**Request:** Print every one of the entries below word for word, with each line kept as it stands.

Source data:

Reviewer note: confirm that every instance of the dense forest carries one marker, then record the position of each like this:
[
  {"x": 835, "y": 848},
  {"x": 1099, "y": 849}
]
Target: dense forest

**Answer to this exercise:**
Reviewer note: confirm that every instance of the dense forest carries one marker, then record the position of each like this:
[
  {"x": 835, "y": 848},
  {"x": 1099, "y": 849}
]
Target: dense forest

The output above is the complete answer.